* [Quoted text]:
Mario Carneiro (Oct 15 2021 at 17:13):

It's not recommended though because a lot of the architecture assumes that the number of sorts is small finite (like, less than 128) so a scheme like that would quickly blow the implementation limits

Chris B (Oct 15 2021 at 17:22):

Boo. Thanks for humoring me.

Mario Carneiro (Oct 15 2021 at 17:31):

If users started pushing for that it wouldn't be that hard to increase the limit, but I'm trying to discourage that kind of use. It makes about as much sense as having thousands or tens of thousands of syntax categories

Mario Carneiro (Oct 15 2021 at 17:32):

Or Type 10000 for that matter

Mac (Oct 15 2021 at 17:47):

Mario Carneiro said:

It makes about as much sense as having thousands or tens of thousands of syntax categories

Personally, this makes a lot of sense to me. :laughing: I am actually working on something privately that made do this kind of thing.

Mac (Oct 15 2021 at 17:49):

The library essentially uses syntax categories as a substitute for type classes (and inductives -- so types in general).

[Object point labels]
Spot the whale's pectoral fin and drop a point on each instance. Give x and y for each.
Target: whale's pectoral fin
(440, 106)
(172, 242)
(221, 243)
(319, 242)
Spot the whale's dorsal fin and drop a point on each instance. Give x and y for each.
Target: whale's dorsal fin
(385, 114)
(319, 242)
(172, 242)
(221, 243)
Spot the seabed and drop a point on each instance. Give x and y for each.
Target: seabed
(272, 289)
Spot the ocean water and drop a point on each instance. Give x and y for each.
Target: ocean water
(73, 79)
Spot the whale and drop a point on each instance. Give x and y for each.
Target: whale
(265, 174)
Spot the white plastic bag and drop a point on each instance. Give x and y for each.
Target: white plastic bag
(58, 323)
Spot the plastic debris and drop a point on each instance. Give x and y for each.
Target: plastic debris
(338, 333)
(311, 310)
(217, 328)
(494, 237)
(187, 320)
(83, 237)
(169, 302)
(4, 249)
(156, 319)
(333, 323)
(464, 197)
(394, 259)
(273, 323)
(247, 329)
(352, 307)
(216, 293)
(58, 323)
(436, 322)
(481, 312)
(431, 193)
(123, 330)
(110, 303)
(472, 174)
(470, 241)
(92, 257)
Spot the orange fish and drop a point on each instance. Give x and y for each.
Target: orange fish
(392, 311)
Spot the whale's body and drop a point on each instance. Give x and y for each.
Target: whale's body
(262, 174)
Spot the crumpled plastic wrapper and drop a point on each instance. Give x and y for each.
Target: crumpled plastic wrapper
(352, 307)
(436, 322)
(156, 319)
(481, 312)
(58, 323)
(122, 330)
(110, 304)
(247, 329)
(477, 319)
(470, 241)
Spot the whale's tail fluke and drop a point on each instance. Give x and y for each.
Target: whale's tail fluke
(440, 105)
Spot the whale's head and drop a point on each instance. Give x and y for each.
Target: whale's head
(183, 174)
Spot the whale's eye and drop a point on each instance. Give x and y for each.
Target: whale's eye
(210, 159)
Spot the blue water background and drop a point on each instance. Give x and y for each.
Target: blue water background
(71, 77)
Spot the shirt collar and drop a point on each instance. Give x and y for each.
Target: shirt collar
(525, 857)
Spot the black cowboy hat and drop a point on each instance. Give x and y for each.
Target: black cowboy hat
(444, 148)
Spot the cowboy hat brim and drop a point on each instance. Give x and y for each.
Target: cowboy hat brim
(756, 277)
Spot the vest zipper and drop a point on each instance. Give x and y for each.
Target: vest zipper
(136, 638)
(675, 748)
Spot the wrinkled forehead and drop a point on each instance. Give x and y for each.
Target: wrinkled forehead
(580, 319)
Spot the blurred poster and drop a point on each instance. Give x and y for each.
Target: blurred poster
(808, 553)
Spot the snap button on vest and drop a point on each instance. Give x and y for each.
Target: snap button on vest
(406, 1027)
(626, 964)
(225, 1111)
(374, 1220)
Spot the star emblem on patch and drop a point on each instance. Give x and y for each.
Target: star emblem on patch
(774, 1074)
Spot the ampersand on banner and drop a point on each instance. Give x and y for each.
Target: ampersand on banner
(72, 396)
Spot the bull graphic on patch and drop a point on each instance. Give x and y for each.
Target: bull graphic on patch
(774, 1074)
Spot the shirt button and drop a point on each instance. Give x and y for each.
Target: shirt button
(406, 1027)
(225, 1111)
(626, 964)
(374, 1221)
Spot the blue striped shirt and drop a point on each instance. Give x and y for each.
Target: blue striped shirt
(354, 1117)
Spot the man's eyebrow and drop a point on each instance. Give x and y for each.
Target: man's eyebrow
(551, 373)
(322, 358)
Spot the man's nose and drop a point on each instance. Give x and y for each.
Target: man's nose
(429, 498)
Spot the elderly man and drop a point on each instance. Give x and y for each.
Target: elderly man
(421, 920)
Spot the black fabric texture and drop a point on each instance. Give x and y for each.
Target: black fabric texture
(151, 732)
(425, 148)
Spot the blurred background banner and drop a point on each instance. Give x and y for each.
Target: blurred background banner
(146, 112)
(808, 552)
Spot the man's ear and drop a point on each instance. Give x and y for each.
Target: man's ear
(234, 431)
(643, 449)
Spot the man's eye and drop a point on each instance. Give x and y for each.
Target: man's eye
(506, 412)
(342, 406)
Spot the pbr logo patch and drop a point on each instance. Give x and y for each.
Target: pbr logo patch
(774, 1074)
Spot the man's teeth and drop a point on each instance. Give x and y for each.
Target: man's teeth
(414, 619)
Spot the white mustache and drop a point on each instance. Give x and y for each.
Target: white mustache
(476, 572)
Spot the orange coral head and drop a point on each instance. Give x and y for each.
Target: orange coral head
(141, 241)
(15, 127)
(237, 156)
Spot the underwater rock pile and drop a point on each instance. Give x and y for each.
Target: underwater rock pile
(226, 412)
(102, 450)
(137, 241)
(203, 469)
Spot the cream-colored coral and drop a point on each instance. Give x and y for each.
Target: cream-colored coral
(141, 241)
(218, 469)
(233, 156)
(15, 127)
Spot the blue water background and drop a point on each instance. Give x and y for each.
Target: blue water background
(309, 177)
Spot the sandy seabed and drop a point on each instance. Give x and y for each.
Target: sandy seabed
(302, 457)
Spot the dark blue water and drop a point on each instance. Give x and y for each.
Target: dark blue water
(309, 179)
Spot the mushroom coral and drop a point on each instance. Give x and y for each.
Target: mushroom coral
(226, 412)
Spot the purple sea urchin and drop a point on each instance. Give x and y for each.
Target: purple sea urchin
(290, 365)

* [Short problem A]: Could you copy the chat discussion about sort limits from "Personally, this makes" up to and including "types in general)."?
* [Short problem B]: Carry on the chat discussion about sort limits from the point where it stops.
The entries stand apart from the chat discussion about sort limits.

* [Exercise response A]:
Personally, this makes a lot of sense to me. :laughing: I am actually working on something privately that made do this kind of thing.

Mac (Oct 15 2021 at 17:49):

The library essentially uses syntax categories as a substitute for type classes (and inductives -- so types in general).

* [Exercise response B]:
Chris B (Oct 15 2021 at 18:11):

Mario Carneiro said:

If users started pushing for that it wouldn't be that hard to increase the limit, but I'm trying to discourage that kind of use. It makes about as much sense as having thousands or tens of thousands of syntax categories

This makes sense in the context of mm0 as a theorem prover prover. If you were to import something like mathlib or another large formalization from a different system, I assume you would keep their declarations as "things that are stated in terms of the sorts set out in lean.mm1".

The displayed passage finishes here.